**** Text excerpt ****

Leaving Your Office Job Will Be Harder Than You Thought

You never find out how large of a hole you’re going to leave until you keep hearing the word “transition” as a verb and the subject is you, and someone asks you to give them all your knowledge and you do it through a series of e-mails forwarded with the subject “FYI” or “thx.”

By

U.S. National Archives
U.S. National Archives

Yesterday, I left my office for the last time. Took the keys off the key ring, put them in an envelope, turned on my autoreply (“As of March 18, I am no longer with…”), closed my laptop with a final slap, walked into the elevator’s metal box, and walked home in the snow. This was at the end of eating a series of Crumbs cupcakes, chocolate chip cookies, pizzas and scones that others had bought for me. And then I was leaving, dropping my keys and laptop in a lonely receptacle, and walking quietly away from thousands of carefully planned e-mails, late nights, and early frantic mornings clutching coffee by my laptop. Anticlimax if I ever felt one.

You never see people, really, in offices. They’re like holograms. Leprechauns waiting within the little pieces of foamcore that make our cubicle homes. Magic in interstices. Telling someone “I’m going to sleep here tonight, in between the cubes.” Eating craisins as you inspect Outlook calendars. Maybe it made sense that I left on an eerily quiet Friday afternoon, while people were on conference calls and no one looked up from their headsets. After all the festivities and cupcakes and chocolate, they went back to agendas, back to strategies, back to Cisco phones and “Welcome to WebEx…” as I waited for the elevator to open.

You never find out who you really are to other people until you leave a place. Until you look around and see your imprint like a snow angel on the low pile carpet. Until the cupcakes creep out of the cupboards and the poems start appearing on top of your bedroom dresser, and you start to imagine people’s faces while you’re waiting for the train; you’ve seen them staring at computer screens for years and years and years of weekdays.

Mission-critical. Strategic planning. A sign from the strategy that is key to achieving the mission that will take us to our vision that will take us to the Board of people asking us about our strategy and us having to give responses that make us sound aligned, goal-oriented, backwards-mapped. Build it out. Build out that strategic plan for reaching our 2014 vision. And drill it down. Drill down to the key pieces. Action those pieces. Pieces, scattered across the low-pile rug on the floor of an office building in New York City.

****

Request 1:
Translate this sentence from the essay on leaving an office job into Spanish: "You never see people, really, in offices."
Request 2:
Using the essay on leaving an office job, decide whether each statement agrees with it, and answer yes or no with the deciding words quoted: (a) The writer left the office on a Friday afternoon. (b) The writer's autoreply gave March 18 as the date of departure. (c) The writer drove home after leaving the office.

**** Excerpted data ****

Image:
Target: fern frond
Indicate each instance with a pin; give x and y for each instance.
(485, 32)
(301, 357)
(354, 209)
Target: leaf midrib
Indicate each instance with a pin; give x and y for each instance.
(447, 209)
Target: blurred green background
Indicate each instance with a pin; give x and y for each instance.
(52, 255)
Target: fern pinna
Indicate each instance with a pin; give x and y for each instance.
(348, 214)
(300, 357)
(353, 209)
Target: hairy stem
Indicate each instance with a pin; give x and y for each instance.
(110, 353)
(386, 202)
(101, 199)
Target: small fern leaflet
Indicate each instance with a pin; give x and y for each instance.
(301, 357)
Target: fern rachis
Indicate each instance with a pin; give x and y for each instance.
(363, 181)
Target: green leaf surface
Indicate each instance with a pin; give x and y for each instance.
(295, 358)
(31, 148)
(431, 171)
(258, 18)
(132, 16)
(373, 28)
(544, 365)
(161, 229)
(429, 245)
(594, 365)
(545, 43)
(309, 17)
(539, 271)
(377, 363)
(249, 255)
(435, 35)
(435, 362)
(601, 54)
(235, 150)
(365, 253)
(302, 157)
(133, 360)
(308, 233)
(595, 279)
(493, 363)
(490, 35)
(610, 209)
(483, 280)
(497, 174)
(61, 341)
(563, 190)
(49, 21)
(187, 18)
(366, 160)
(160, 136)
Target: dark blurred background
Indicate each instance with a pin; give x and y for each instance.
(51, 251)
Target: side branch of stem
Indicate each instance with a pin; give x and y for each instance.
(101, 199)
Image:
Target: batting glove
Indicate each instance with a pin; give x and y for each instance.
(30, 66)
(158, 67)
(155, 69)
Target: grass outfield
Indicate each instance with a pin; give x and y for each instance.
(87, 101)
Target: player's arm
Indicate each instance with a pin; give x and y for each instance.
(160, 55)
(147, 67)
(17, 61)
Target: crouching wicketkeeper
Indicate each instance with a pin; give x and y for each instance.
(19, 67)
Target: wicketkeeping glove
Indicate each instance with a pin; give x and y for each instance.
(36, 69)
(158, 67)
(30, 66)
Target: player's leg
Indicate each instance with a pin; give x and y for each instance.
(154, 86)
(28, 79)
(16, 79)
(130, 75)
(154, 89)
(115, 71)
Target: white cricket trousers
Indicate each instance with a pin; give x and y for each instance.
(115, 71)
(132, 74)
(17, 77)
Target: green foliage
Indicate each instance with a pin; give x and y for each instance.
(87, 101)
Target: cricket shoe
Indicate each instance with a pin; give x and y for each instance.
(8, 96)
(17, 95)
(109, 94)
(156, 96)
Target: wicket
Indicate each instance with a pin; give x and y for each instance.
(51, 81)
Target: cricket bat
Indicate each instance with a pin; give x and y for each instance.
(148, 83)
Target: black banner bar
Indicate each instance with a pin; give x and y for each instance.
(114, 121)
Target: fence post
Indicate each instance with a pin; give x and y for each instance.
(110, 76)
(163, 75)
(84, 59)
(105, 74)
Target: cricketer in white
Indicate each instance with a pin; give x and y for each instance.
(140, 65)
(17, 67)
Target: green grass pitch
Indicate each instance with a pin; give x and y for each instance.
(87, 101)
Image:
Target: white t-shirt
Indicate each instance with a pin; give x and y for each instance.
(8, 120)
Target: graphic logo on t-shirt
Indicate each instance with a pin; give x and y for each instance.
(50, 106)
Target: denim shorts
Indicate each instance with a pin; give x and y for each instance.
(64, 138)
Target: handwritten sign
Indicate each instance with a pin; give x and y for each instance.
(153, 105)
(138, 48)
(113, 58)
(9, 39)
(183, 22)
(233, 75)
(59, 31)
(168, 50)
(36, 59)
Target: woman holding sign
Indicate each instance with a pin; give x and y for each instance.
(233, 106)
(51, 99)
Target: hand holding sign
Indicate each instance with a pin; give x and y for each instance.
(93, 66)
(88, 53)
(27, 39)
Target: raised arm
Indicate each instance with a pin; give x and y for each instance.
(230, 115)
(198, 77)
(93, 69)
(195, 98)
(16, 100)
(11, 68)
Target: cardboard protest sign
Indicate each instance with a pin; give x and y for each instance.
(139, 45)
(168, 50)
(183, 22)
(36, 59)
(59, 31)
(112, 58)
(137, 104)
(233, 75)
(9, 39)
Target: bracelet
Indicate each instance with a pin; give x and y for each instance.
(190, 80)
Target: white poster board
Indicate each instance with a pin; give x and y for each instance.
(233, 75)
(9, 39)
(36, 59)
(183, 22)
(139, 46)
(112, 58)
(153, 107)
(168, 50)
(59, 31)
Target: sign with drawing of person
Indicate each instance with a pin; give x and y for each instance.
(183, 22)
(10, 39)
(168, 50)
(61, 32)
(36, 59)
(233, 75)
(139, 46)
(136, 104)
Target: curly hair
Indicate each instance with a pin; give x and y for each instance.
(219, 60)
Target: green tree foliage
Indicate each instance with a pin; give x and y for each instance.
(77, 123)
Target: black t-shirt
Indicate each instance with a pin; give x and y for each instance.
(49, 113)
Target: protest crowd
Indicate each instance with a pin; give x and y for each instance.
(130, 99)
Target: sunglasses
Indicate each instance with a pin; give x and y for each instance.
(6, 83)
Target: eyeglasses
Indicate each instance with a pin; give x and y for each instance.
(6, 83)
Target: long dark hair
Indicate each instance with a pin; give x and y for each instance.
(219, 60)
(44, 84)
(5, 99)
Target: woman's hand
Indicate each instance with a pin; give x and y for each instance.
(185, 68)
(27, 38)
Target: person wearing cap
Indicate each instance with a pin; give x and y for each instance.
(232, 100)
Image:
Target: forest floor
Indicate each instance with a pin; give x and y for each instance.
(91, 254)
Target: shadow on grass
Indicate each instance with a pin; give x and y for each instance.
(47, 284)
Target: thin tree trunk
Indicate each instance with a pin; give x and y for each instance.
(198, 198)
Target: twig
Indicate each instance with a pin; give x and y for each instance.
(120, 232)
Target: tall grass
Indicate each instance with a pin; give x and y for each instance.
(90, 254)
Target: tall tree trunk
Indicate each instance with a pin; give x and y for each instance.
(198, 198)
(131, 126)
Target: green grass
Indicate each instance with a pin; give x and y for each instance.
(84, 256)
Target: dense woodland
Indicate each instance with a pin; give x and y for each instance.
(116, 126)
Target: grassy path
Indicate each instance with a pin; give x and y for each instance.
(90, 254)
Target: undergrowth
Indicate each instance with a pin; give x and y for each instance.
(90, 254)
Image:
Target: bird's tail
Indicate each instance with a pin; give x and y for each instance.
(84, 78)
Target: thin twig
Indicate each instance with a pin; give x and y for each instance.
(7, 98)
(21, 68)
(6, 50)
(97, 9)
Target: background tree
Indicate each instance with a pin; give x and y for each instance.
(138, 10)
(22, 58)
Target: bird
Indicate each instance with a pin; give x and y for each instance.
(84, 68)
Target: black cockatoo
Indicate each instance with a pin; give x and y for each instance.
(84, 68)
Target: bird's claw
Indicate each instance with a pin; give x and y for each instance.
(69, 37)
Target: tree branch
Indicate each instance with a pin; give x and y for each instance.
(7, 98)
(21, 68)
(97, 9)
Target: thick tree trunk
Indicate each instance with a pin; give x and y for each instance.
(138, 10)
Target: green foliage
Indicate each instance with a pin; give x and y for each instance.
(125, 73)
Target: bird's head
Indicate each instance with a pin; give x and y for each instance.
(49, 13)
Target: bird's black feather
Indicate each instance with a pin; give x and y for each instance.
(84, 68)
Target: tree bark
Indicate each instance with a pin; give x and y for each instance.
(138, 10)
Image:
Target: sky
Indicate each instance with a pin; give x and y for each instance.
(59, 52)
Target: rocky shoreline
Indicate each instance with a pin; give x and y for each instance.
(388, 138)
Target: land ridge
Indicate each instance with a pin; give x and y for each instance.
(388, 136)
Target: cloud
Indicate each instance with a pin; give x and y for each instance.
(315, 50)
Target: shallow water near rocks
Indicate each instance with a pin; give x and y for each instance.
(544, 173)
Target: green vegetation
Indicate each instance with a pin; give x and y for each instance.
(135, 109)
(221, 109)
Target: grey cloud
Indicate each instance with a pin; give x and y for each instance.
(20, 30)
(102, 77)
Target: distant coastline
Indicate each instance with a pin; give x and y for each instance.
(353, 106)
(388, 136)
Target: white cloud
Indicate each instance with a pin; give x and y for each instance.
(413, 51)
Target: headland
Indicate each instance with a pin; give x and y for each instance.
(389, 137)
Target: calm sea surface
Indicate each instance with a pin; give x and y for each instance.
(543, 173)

****

Final result 1:
Nunca ves a la gente, de verdad, en las oficinas.

Final result 2:
(a) Yes: "I left on an eerily quiet Friday afternoon"
(b) Yes: "As of March 18, I am no longer with…"
(c) No: "walked home in the snow"